In order to meet consumers' demand for food, a large quantity of rice (Oryza sativa L.) is produced in many parts of the world. Aromatic rice types, i.e. rice varieties having a stronger aroma than ordinary rice, have become increasingly popular in Southeast Asian countries, Europe and the U.S.A.

An aromatic variety, Khao Dawk Mali 105 (KDML105), is mainly produced in Northeast Thailand. Being recognized for its better quality, market demand for this variety has increased both in Thailand and overseas. Although increase of production is urgently needed, the cultivation is limited due to infertile and drought-striken sandy soils. Moreover, erratic rainfall at the beginning of the rainy season and labor shortage for transplanting are other constraints on the production of KDML 105. As a matter of fact, no objective method for the identification of such an aromatic variety has been developed. As a result, varieties different from KDML 105 are often marketed under the name of KDML 105.

- What you have to do
In the passage on aromatic rice, where is Khao Dawk Mali 105 mainly produced?

- Information shown

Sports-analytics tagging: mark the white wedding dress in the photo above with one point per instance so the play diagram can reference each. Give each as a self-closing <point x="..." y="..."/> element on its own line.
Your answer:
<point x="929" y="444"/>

- Solution for this exercise
Northeast Thailand